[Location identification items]
- - - -

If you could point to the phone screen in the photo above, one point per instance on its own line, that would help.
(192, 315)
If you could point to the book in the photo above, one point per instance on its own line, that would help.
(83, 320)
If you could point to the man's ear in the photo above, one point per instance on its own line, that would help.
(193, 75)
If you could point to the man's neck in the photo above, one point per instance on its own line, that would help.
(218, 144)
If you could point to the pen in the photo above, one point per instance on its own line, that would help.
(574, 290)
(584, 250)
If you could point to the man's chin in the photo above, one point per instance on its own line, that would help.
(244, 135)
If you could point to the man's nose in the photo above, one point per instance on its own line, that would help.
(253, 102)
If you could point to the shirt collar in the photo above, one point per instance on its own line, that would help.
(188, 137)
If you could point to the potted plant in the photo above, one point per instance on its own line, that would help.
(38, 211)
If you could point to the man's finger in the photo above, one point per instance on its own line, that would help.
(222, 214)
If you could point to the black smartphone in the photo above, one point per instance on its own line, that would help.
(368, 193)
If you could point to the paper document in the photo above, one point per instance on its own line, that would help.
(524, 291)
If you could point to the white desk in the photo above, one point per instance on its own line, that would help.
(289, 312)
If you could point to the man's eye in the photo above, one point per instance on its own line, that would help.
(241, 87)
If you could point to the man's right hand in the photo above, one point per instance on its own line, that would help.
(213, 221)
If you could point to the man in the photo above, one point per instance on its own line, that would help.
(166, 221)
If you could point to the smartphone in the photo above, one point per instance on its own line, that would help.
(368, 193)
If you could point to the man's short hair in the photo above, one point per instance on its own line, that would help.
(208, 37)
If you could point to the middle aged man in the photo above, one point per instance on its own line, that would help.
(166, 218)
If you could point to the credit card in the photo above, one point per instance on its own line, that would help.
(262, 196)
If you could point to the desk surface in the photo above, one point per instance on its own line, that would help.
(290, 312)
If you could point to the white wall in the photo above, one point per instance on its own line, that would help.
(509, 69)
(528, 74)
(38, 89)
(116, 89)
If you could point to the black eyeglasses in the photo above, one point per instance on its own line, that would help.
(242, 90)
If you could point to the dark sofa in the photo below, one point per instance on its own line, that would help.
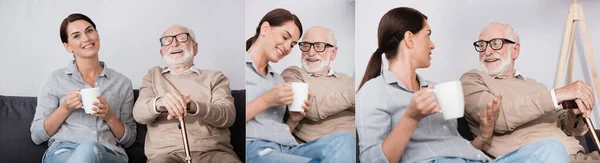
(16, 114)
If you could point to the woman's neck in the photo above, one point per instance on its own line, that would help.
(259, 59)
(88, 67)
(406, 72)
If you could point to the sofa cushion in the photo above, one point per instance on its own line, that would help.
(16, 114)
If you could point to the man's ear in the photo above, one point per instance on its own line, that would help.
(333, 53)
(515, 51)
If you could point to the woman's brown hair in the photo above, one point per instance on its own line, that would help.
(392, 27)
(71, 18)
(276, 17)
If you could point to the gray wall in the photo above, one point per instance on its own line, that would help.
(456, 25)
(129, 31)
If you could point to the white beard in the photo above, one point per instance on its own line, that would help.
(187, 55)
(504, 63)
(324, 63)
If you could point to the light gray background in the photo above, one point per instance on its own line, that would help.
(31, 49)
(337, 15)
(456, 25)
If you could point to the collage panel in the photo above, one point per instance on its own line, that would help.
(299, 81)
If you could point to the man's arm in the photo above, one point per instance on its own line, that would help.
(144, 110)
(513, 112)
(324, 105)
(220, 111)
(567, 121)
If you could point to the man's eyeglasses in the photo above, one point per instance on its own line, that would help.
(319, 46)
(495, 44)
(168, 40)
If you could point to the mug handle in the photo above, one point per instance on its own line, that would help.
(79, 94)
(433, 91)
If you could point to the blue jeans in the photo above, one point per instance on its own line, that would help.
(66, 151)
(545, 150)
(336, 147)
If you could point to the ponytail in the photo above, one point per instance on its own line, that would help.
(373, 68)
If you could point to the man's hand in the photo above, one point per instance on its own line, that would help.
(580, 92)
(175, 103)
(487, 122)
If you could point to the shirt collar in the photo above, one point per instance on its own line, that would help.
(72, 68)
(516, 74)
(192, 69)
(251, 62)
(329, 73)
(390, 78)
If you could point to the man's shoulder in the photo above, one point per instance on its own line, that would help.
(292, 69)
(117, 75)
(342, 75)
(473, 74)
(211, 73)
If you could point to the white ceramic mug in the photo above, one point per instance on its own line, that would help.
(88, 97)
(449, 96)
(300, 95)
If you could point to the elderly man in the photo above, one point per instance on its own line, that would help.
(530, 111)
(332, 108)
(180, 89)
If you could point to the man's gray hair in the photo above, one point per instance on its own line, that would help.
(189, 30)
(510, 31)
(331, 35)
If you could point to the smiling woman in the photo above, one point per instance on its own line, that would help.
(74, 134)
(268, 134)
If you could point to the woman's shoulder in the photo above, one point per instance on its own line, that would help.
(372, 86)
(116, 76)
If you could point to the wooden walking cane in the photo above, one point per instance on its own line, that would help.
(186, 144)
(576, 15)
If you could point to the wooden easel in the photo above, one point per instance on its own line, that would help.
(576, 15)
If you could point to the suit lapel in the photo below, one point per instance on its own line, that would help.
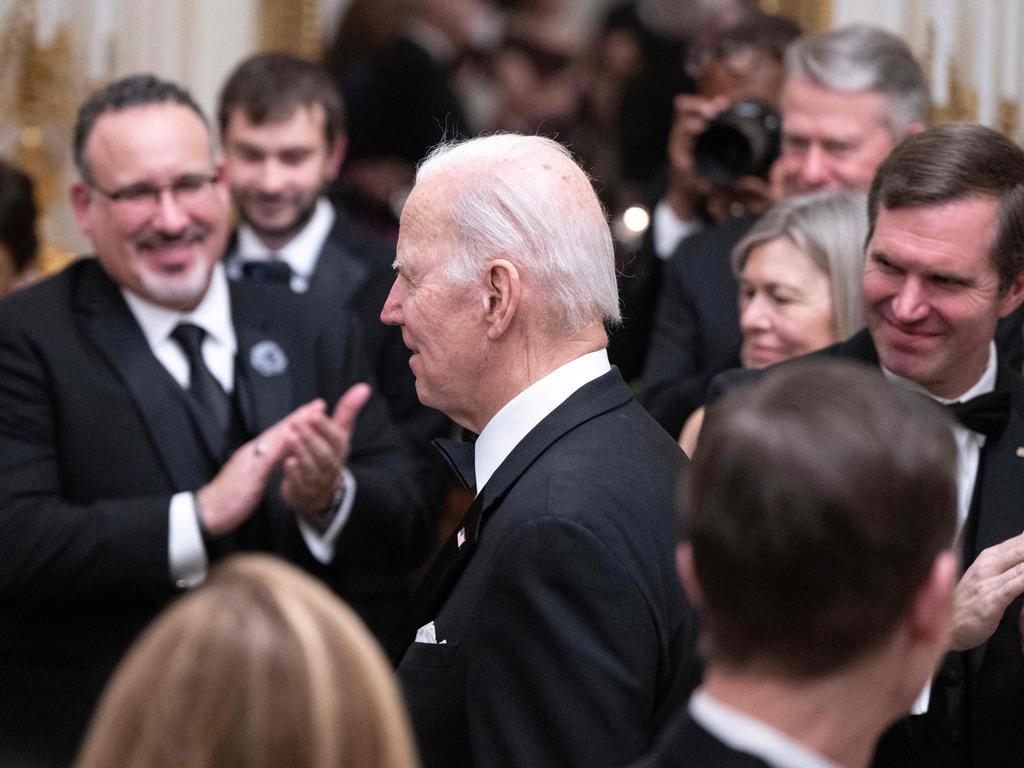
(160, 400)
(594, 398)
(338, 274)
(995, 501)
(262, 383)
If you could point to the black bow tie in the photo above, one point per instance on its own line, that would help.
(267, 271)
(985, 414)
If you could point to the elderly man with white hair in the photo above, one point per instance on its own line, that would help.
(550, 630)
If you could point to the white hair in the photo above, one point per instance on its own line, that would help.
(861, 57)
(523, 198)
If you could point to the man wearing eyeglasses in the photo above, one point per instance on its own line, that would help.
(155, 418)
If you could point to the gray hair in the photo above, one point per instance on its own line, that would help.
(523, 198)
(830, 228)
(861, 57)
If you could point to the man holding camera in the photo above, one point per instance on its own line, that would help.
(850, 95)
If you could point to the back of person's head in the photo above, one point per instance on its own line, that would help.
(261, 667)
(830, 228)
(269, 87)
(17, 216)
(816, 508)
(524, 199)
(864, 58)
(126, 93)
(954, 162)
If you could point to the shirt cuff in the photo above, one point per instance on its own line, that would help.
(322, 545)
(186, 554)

- - - -

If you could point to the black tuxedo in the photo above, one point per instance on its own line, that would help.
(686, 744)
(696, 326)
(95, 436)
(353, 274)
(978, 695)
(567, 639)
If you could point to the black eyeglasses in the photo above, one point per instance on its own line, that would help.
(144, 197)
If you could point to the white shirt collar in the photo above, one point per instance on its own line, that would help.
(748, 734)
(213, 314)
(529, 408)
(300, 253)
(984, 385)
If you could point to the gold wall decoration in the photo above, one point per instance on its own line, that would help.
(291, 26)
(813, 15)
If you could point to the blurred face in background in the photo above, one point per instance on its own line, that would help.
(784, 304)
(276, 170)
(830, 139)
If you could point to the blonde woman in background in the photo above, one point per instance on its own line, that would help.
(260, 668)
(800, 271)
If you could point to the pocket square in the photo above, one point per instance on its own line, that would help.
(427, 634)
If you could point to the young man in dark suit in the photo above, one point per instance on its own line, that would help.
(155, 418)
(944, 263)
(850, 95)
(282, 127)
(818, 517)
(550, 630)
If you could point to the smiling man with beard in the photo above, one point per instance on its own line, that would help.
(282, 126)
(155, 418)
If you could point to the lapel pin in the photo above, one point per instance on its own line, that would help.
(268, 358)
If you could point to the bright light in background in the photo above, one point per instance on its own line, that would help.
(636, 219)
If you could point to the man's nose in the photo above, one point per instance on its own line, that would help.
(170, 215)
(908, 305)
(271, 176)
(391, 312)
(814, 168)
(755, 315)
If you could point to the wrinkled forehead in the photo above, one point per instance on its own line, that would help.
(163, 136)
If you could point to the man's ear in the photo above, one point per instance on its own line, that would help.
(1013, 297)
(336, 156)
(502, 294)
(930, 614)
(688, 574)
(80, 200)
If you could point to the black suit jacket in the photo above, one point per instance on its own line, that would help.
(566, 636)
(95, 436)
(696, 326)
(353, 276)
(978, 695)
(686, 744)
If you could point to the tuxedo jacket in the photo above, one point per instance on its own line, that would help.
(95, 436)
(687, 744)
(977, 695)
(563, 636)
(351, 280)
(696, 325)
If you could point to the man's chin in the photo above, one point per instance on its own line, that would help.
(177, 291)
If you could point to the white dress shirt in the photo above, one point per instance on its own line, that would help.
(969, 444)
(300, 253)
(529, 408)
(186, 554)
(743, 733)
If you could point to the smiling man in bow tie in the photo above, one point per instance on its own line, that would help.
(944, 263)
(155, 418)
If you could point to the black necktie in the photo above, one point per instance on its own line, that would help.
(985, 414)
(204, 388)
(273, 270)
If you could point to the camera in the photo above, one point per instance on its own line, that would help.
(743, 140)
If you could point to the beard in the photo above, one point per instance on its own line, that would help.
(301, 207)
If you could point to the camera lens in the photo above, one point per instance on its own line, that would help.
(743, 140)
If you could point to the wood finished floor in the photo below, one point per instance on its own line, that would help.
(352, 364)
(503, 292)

- - - -

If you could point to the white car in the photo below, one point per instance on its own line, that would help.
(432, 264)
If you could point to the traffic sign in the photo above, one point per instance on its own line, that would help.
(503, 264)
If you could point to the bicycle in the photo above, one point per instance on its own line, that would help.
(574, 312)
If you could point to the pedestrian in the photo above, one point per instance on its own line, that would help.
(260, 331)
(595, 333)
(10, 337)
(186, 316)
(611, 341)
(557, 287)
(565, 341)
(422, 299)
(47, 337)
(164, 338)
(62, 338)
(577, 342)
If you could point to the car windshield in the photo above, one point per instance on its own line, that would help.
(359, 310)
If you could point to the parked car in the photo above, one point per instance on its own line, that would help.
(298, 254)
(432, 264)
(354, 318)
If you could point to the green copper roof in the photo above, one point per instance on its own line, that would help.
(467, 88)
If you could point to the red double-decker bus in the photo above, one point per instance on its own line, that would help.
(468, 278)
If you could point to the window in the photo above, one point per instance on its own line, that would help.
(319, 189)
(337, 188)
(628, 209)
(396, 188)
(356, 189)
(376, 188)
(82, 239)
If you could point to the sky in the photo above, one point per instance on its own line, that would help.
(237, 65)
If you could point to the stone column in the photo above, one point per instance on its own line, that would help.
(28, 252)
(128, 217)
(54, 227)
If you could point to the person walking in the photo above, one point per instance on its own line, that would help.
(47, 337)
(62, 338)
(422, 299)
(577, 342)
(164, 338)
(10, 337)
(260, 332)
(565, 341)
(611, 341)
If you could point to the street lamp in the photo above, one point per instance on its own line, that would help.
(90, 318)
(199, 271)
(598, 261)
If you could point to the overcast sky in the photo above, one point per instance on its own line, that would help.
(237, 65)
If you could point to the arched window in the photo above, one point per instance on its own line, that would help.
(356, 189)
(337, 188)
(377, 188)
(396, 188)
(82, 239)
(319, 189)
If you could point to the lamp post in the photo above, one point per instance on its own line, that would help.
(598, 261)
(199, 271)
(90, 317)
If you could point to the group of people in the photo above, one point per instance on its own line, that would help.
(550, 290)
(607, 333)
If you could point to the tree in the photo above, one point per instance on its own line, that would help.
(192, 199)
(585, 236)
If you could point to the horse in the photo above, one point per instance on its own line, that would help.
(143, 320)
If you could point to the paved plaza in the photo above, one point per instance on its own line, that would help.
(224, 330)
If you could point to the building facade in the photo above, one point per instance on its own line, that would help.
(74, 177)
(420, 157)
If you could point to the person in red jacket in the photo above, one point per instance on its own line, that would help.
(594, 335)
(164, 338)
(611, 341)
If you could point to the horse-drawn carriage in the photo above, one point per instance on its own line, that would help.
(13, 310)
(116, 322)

- - - -

== Given problem ==
Report how many lines in the records above contain the word "white", with case counting. Give only the number.

== Reply ==
9